- **YOUR TASKS**
(a) According to the hobby momentum post, on which night did the writer start work on the three new terrain pieces?
(b) Pick up the hobby momentum post after its last sentence and keep writing it.

- **QUOTED PASSAGE**
####################

It’s Mini Monday, where I share customizing, scratch building, kitbashing, and miniature painting projects for your roleplaying and tabletop gaming. This week let’s look at hobby momentum and why it’s important for your hobby, and maybe life.
This weekend I banged out three new bits of scenery. What’s more, I was only home for half of the weekend, so I surprised myself with just how quickly it all came together. The magic ingredient was momentum.
What’s Hobby Momentum?
Hobby momentum is progress that rolls onwards, lends motivation, and helps you get bigger projects done. It builds up from working consistently and frequently at your hobby.
I’d been banging away on my scenery for over a year now, but in the week leading up to the last, I finally painted five of the buildings I’d been working on. I’ve also managed to complete a heap of other small projects, including making decals, custom Space Marine banners, a new Ork Weirdboy, painting some spiders, and finishing off the first of my Angels Encarmine heroes. Seeing these completed must have motivated me, because I got cracking on the three new terrain bits on Friday night. By Sunday all I needed to do was paint them.

####################

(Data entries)

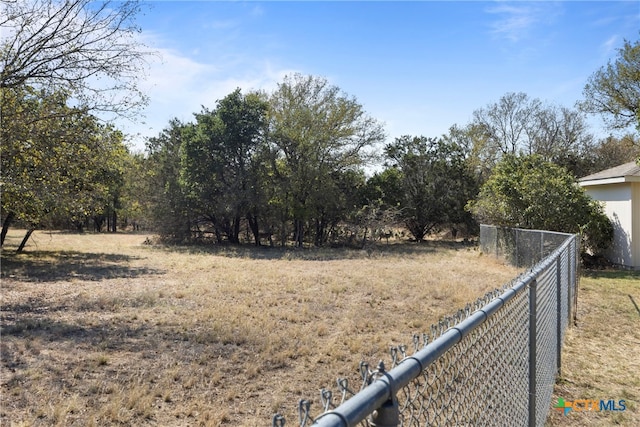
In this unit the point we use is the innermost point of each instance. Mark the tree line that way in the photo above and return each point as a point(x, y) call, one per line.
point(301, 165)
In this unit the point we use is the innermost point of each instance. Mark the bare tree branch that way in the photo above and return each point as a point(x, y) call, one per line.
point(89, 49)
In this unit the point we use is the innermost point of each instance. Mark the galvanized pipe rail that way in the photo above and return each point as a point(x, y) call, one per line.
point(379, 400)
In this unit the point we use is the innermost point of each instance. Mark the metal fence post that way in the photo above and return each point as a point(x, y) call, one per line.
point(533, 357)
point(559, 312)
point(387, 415)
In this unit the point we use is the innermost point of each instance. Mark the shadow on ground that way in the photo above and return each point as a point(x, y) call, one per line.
point(372, 250)
point(612, 273)
point(45, 266)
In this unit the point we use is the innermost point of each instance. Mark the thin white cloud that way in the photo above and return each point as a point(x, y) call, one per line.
point(178, 86)
point(517, 20)
point(610, 45)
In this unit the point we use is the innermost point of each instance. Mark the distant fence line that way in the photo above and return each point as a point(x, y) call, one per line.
point(492, 363)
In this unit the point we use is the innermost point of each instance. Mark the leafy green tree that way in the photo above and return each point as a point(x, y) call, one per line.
point(219, 161)
point(57, 161)
point(317, 133)
point(170, 213)
point(529, 192)
point(436, 183)
point(614, 90)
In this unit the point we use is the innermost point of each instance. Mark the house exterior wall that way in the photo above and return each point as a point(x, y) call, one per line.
point(619, 207)
point(635, 214)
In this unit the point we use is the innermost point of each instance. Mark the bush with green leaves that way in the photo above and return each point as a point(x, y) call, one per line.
point(529, 192)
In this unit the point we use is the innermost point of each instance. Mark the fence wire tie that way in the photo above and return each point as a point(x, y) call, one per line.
point(343, 385)
point(303, 411)
point(394, 355)
point(365, 373)
point(425, 339)
point(277, 421)
point(416, 342)
point(325, 398)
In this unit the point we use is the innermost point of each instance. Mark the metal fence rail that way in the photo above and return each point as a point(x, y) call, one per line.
point(493, 363)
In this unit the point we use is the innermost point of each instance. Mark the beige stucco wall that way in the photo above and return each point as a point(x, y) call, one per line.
point(625, 216)
point(635, 214)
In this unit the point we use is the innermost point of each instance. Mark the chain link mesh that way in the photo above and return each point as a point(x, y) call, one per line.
point(484, 378)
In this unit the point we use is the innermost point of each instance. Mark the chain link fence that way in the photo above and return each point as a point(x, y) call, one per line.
point(492, 363)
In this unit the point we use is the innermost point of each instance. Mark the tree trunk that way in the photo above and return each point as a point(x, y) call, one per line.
point(5, 226)
point(24, 240)
point(255, 229)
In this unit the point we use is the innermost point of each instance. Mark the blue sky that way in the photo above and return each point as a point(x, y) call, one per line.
point(419, 67)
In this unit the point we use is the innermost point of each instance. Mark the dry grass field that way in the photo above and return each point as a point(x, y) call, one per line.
point(103, 330)
point(601, 354)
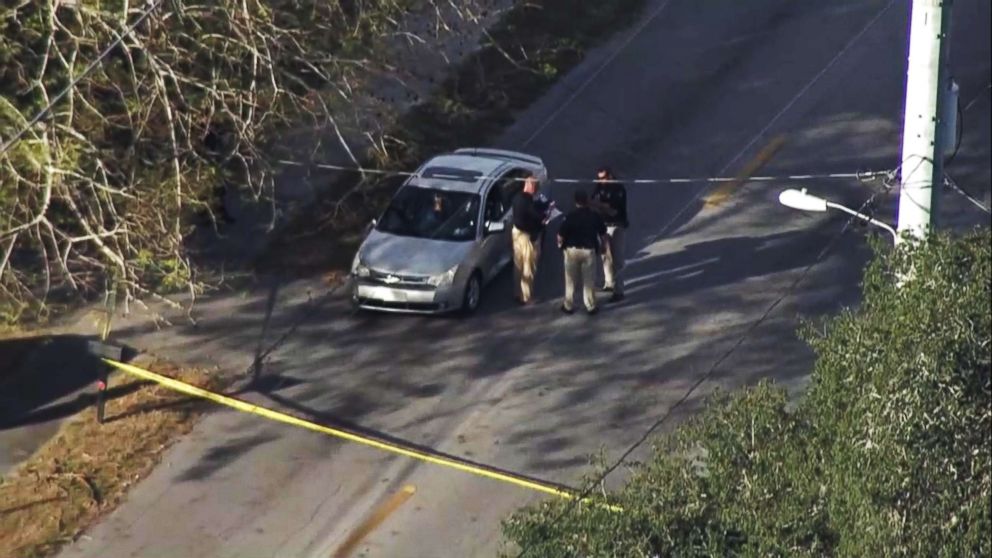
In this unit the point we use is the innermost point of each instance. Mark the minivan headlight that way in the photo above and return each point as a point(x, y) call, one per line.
point(358, 267)
point(443, 279)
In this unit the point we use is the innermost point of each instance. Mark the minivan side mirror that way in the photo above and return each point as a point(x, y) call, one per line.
point(493, 227)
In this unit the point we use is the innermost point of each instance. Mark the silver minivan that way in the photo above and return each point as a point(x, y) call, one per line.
point(444, 235)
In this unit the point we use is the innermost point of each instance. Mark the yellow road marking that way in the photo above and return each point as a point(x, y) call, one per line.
point(374, 520)
point(276, 416)
point(722, 192)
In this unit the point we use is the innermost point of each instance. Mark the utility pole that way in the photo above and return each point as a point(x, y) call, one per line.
point(922, 155)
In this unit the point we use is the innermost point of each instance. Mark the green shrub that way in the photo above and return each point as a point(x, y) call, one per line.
point(887, 454)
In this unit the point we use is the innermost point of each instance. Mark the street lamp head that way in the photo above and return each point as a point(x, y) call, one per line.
point(799, 199)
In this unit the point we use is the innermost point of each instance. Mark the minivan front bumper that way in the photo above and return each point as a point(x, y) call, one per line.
point(419, 299)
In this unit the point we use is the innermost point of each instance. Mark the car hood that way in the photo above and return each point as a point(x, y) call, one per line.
point(404, 255)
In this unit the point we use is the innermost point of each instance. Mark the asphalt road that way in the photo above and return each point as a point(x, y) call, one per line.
point(695, 89)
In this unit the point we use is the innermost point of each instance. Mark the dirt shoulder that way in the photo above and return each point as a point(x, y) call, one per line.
point(85, 470)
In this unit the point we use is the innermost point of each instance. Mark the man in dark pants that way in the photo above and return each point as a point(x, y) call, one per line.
point(580, 237)
point(610, 201)
point(528, 224)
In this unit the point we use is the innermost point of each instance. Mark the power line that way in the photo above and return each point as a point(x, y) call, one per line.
point(676, 180)
point(587, 491)
point(954, 186)
point(72, 84)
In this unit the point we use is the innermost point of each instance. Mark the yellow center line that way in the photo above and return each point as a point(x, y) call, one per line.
point(395, 448)
point(722, 192)
point(374, 520)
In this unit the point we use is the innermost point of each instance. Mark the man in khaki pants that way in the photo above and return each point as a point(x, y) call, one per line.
point(528, 224)
point(580, 237)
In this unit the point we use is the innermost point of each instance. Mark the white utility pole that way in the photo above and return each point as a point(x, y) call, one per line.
point(922, 155)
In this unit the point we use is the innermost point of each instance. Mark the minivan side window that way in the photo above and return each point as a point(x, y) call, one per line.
point(511, 185)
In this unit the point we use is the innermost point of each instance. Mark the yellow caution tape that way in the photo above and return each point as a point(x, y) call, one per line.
point(246, 407)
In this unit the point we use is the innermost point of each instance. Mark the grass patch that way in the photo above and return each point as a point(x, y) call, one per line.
point(85, 470)
point(534, 44)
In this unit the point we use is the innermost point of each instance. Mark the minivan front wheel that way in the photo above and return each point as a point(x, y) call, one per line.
point(473, 294)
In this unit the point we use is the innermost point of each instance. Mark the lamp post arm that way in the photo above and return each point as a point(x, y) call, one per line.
point(863, 217)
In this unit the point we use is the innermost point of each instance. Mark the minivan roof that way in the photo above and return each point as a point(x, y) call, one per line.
point(457, 172)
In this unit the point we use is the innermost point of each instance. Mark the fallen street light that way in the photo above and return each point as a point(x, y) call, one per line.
point(799, 199)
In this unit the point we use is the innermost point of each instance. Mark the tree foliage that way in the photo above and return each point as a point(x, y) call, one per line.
point(887, 454)
point(102, 190)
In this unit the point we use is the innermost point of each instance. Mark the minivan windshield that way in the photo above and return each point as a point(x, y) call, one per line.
point(430, 213)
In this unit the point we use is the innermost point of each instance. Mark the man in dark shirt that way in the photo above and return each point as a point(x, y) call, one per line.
point(610, 201)
point(528, 224)
point(580, 237)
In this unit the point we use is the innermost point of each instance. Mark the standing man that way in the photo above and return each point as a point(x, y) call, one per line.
point(610, 201)
point(528, 224)
point(580, 237)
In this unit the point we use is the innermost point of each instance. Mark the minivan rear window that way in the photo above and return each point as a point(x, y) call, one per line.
point(451, 173)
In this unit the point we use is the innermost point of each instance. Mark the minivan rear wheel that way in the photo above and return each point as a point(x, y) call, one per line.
point(473, 294)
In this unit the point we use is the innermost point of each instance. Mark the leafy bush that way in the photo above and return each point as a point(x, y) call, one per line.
point(887, 454)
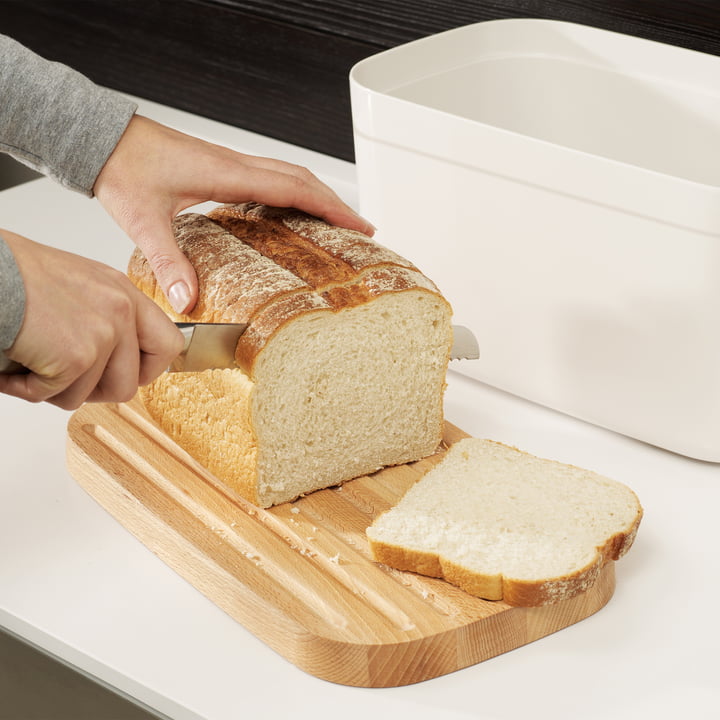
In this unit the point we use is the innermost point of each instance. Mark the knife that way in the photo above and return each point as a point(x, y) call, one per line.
point(212, 345)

####################

- **RESULTS**
(a) Friday night.

(b)
It felt like the whole thing took little effort, and that’s all because of hobby momentum.
Life Without Forward Momentum
On the flip side, I recently finished a project that seemed to have stalled for ages. Things only progressed when I managed to break the project down into small enough pieces to get some momentum back.
The Terrain
All of these terrain projects incorporated older terrain projects that I’d not been very happy with, two or so years of collecting bits, and lots of browsing Pinterest. That certainly made these projects quicker, but the push came from hobby momentum. Having finished a bunch of terrain provided clearer inspiration for this build.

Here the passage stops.